Input START
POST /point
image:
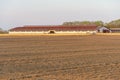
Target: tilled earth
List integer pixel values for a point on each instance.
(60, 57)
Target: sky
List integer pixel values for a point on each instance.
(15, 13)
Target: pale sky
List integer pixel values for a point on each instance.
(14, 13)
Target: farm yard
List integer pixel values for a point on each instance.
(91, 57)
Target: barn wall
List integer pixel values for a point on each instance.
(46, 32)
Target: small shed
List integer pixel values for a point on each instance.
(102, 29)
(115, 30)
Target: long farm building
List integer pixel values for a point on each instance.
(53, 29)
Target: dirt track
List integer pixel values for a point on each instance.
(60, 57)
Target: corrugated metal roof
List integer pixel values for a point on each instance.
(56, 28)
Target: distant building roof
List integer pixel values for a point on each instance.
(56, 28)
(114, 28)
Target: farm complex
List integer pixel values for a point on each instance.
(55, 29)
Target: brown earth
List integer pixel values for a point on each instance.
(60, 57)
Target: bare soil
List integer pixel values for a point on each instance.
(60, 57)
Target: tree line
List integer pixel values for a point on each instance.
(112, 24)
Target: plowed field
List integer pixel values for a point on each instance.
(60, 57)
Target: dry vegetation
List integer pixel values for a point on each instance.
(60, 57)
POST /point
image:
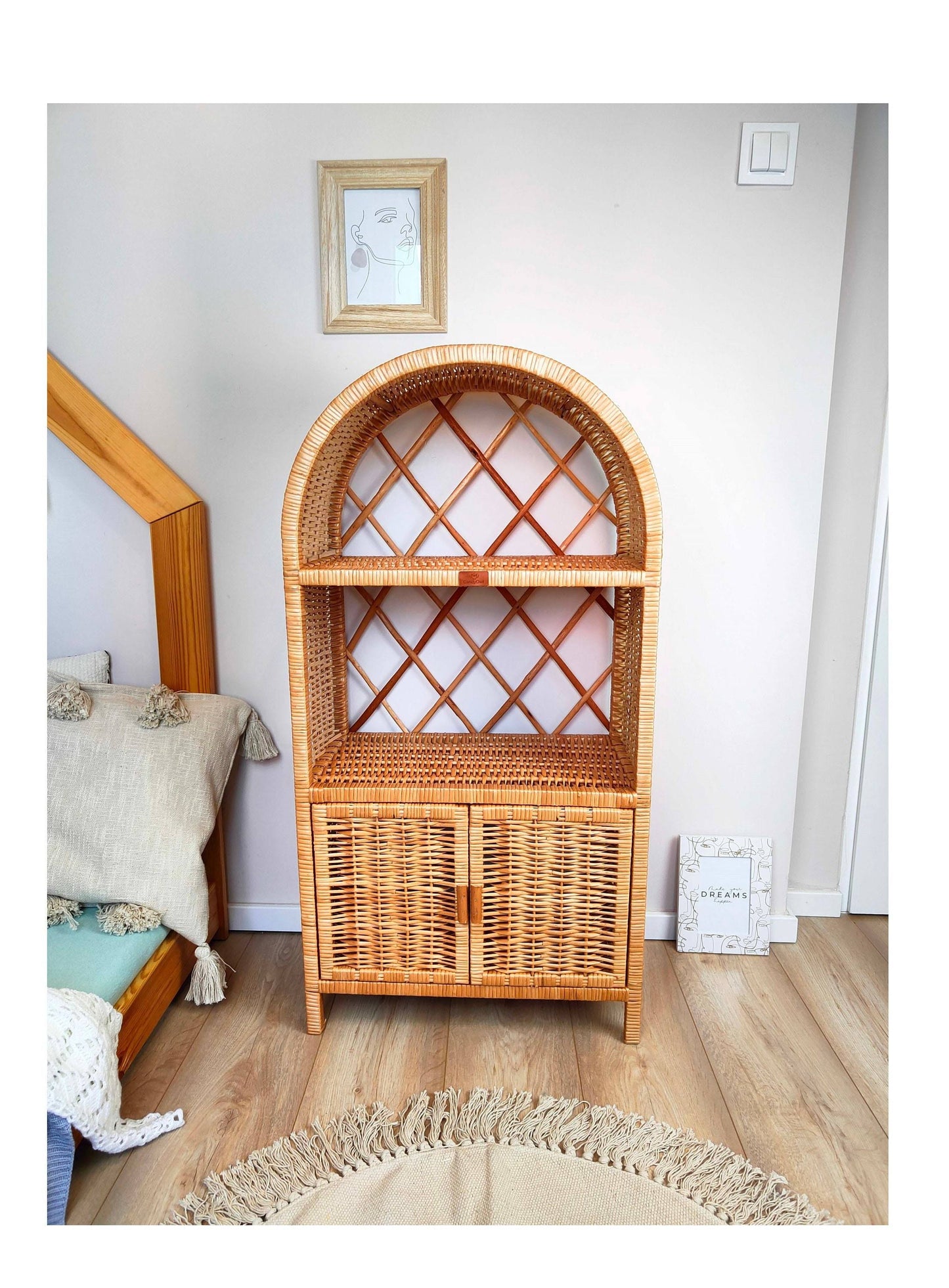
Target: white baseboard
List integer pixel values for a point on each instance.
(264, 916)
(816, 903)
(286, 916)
Input END
Input START
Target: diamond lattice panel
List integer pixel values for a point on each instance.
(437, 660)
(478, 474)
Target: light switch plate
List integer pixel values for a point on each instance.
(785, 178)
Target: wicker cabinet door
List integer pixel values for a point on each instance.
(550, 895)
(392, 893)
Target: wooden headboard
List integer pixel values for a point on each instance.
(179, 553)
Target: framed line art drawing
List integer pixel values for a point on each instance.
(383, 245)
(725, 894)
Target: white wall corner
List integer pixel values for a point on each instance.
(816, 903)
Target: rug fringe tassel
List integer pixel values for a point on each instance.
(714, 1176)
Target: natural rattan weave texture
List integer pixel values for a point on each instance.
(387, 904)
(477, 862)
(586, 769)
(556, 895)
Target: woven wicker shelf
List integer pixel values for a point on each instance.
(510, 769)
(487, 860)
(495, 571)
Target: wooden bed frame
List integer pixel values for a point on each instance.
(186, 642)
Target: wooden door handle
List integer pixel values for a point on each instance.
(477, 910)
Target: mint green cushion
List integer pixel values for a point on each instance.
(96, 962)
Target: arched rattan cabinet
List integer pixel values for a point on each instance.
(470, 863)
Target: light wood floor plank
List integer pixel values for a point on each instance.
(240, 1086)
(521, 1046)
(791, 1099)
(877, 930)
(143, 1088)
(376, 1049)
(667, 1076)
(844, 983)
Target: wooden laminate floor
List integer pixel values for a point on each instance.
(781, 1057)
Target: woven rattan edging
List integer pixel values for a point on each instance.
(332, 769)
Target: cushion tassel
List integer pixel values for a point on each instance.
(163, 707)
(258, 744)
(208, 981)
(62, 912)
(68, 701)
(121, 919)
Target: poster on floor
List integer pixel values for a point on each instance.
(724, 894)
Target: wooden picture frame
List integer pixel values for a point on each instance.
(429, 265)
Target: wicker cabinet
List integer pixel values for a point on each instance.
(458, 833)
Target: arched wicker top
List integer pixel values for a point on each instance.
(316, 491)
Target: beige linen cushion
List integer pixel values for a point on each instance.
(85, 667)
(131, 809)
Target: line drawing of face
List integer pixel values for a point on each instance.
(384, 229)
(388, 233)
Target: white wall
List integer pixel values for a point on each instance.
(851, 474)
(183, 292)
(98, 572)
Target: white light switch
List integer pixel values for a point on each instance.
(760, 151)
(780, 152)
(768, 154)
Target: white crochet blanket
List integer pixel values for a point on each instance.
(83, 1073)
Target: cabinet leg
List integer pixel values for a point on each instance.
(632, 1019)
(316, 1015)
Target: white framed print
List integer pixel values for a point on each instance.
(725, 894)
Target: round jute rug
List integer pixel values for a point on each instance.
Input END
_Problem description_: Check each line of the material for the word "roof". State how many have it, and write nothing else.

_Your solution_: 2